◆ PROBLEM DETAILS
Copy every row below line for line, keeping each character, space and line break unchanged.

◆ DATA RECORDS
----
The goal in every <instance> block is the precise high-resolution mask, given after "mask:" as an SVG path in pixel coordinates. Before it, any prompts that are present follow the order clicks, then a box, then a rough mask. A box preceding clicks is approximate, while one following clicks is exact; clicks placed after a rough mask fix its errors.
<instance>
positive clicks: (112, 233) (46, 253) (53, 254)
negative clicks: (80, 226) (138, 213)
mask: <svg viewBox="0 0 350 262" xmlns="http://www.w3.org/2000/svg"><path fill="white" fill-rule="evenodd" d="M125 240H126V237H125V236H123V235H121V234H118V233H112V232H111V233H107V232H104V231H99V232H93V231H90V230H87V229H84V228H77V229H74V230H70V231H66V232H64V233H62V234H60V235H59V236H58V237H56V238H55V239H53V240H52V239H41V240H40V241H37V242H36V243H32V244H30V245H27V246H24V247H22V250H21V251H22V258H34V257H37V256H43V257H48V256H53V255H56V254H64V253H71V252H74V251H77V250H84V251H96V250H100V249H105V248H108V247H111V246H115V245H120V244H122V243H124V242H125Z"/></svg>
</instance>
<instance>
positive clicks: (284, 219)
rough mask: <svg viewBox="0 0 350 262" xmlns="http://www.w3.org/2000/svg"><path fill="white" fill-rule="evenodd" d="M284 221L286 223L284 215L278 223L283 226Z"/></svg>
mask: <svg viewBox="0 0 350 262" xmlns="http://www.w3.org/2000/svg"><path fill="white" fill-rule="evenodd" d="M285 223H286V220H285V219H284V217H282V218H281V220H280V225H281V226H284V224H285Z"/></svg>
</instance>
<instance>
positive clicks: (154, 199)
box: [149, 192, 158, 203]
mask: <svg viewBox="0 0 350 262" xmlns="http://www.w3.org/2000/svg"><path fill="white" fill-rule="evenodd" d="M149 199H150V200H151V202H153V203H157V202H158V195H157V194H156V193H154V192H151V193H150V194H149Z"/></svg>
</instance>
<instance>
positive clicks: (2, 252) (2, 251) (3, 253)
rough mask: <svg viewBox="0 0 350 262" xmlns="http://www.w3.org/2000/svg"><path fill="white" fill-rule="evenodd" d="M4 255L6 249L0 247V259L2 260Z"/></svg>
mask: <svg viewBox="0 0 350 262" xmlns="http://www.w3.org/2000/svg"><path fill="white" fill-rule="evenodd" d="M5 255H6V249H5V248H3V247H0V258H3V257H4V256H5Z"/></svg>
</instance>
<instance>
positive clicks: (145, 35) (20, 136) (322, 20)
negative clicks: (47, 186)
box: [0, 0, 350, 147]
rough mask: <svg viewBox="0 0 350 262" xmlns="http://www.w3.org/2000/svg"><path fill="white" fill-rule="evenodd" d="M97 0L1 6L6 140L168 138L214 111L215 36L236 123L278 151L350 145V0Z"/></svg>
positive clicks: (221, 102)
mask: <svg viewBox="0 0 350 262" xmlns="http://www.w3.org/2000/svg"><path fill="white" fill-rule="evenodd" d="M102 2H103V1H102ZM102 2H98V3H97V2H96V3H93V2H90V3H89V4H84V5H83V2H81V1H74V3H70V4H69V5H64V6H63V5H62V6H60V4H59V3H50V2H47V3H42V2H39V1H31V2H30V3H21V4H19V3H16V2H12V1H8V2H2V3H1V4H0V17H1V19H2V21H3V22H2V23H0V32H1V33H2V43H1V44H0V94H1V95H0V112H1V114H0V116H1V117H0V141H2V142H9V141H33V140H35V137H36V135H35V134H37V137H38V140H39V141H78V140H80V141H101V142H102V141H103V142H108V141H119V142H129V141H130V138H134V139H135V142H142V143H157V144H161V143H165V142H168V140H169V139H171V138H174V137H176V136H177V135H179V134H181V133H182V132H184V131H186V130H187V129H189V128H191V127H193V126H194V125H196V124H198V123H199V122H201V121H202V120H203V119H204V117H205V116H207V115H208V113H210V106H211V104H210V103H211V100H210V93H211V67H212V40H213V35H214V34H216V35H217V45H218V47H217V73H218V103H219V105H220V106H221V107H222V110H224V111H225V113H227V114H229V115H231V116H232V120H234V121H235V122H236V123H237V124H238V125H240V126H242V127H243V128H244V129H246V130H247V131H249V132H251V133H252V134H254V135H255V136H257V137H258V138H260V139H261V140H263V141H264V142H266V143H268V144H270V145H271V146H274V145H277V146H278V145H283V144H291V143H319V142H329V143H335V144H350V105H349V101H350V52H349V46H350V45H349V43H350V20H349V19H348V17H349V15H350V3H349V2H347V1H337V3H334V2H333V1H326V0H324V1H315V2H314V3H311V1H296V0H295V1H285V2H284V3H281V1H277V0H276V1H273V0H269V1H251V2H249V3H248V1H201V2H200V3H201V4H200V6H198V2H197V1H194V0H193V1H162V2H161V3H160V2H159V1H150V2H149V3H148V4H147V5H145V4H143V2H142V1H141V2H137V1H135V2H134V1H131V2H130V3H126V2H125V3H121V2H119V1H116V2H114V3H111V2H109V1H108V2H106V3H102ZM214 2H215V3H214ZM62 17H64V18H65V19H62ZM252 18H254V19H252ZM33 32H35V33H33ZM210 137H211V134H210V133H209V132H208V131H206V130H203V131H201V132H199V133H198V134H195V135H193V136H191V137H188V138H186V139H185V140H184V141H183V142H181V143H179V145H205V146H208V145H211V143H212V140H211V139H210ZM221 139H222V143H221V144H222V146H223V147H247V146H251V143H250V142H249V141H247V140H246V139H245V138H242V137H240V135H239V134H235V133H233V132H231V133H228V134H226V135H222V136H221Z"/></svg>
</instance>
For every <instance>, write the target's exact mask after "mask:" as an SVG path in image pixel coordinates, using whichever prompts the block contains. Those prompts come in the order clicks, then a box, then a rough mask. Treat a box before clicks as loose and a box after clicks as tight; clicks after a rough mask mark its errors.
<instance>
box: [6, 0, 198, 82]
----
◆ ANSWER SPACE
The goal in every <instance> block is the precise high-resolution mask, given after "mask:" as an SVG path in pixel coordinates. Before it, any prompts that are present follow the order clicks, then a box, then a rough mask. A box preceding clicks is approximate, while one following clicks is exact; clicks placed after a rough mask fix its errors.
<instance>
positive clicks: (112, 233) (46, 253) (53, 254)
negative clicks: (80, 226) (138, 213)
mask: <svg viewBox="0 0 350 262" xmlns="http://www.w3.org/2000/svg"><path fill="white" fill-rule="evenodd" d="M125 240H126V237H125V236H123V235H121V234H118V233H112V232H111V233H107V232H104V231H99V232H93V231H90V230H87V229H84V228H77V229H74V230H70V231H66V232H64V233H62V234H60V235H59V236H58V237H56V238H55V239H53V240H52V239H41V240H40V241H37V242H36V243H32V244H30V245H27V246H24V247H22V250H21V251H22V258H34V257H37V256H43V257H48V256H53V255H56V254H64V253H71V252H74V251H77V250H84V251H96V250H100V249H105V248H108V247H111V246H115V245H120V244H122V243H124V242H125Z"/></svg>
</instance>
<instance>
positive clicks: (284, 219)
rough mask: <svg viewBox="0 0 350 262" xmlns="http://www.w3.org/2000/svg"><path fill="white" fill-rule="evenodd" d="M284 221L286 223L284 215L278 223L283 226Z"/></svg>
mask: <svg viewBox="0 0 350 262" xmlns="http://www.w3.org/2000/svg"><path fill="white" fill-rule="evenodd" d="M285 223H286V220H285V219H284V217H282V218H281V220H280V225H281V226H284V224H285Z"/></svg>
</instance>
<instance>
positive clicks: (154, 199)
box: [149, 192, 158, 203]
mask: <svg viewBox="0 0 350 262" xmlns="http://www.w3.org/2000/svg"><path fill="white" fill-rule="evenodd" d="M149 199H150V200H151V202H153V203H157V202H158V195H157V194H156V193H154V192H151V193H150V194H149Z"/></svg>
</instance>
<instance>
positive clicks: (2, 252) (2, 251) (3, 253)
rough mask: <svg viewBox="0 0 350 262" xmlns="http://www.w3.org/2000/svg"><path fill="white" fill-rule="evenodd" d="M4 255L6 249L0 247V259L2 260Z"/></svg>
mask: <svg viewBox="0 0 350 262" xmlns="http://www.w3.org/2000/svg"><path fill="white" fill-rule="evenodd" d="M5 255H6V249H5V248H3V247H0V258H3V257H4V256H5Z"/></svg>
</instance>
<instance>
positive clicks: (145, 35) (20, 136) (322, 20)
negative clicks: (47, 186)
box: [0, 0, 350, 147]
rough mask: <svg viewBox="0 0 350 262" xmlns="http://www.w3.org/2000/svg"><path fill="white" fill-rule="evenodd" d="M97 0L1 6L6 140L168 138L214 111L215 36L236 123L278 151L350 145V0Z"/></svg>
positive clicks: (221, 102)
mask: <svg viewBox="0 0 350 262" xmlns="http://www.w3.org/2000/svg"><path fill="white" fill-rule="evenodd" d="M102 2H103V1H102ZM102 2H98V3H97V2H96V3H93V2H90V3H89V4H84V5H83V2H81V1H74V3H70V4H69V5H64V6H63V5H62V6H60V4H59V3H50V2H47V3H42V2H39V1H31V2H30V3H21V4H19V3H16V2H12V1H8V2H2V3H1V4H0V17H1V19H2V21H3V22H2V23H0V32H1V33H2V43H1V44H0V94H1V95H0V112H1V114H0V116H1V117H0V141H2V142H9V141H33V140H35V137H36V135H35V134H37V137H38V140H39V141H78V140H80V141H101V142H102V141H103V142H108V141H119V142H129V141H130V138H134V139H135V142H142V143H157V144H161V143H165V142H168V140H169V139H171V138H174V137H176V136H177V135H179V134H181V133H182V132H184V131H186V130H187V129H189V128H191V127H193V126H194V125H196V124H198V123H199V122H201V121H202V120H203V119H204V117H205V116H207V115H208V113H210V106H211V104H210V103H211V100H210V93H211V67H212V40H213V35H214V34H216V35H217V45H218V47H217V73H218V103H219V105H220V106H221V107H222V110H224V111H225V113H227V114H229V115H231V116H232V120H234V121H235V122H236V123H237V124H238V125H240V126H242V127H243V128H244V129H246V130H247V131H249V132H251V133H252V134H254V135H255V136H257V137H258V138H260V139H261V140H263V141H264V142H266V143H268V144H270V145H271V146H274V145H277V146H278V145H283V144H291V143H319V142H329V143H335V144H350V105H349V101H350V52H349V46H350V45H349V43H350V20H349V19H348V17H349V15H350V3H349V2H347V1H337V3H334V2H333V1H326V0H324V1H315V2H314V3H311V1H296V0H295V1H285V2H284V3H281V1H277V0H276V1H273V0H269V1H251V2H249V3H248V1H201V2H200V3H201V4H200V6H198V2H197V1H194V0H193V1H162V2H161V3H160V2H159V1H150V2H149V3H148V4H147V5H145V4H143V2H142V1H141V2H137V1H135V2H134V1H131V2H130V3H126V2H125V3H121V2H119V1H116V2H114V3H111V2H109V1H108V2H106V3H102ZM214 2H215V3H214ZM62 17H64V18H65V19H62ZM252 18H254V19H252ZM33 32H35V33H33ZM210 137H211V134H210V133H209V132H208V131H206V130H203V131H201V132H199V133H198V134H195V135H193V136H191V137H188V138H186V139H185V140H184V141H183V142H181V143H179V145H205V146H208V145H211V143H212V140H211V139H210ZM221 139H222V143H221V144H222V146H223V147H247V146H251V143H250V142H249V141H247V140H246V139H245V138H242V137H240V135H239V134H235V133H233V132H231V133H228V134H226V135H222V136H221Z"/></svg>
</instance>
For every <instance>, write the target's exact mask after "mask:" as an SVG path in image pixel coordinates, using whichever prompts the block contains. Those prompts come in the order clicks, then a box, then a rough mask. Treat a box before clicks as loose and a box after clicks as tight; clicks after a rough mask mark its errors.
<instance>
box: [6, 0, 198, 82]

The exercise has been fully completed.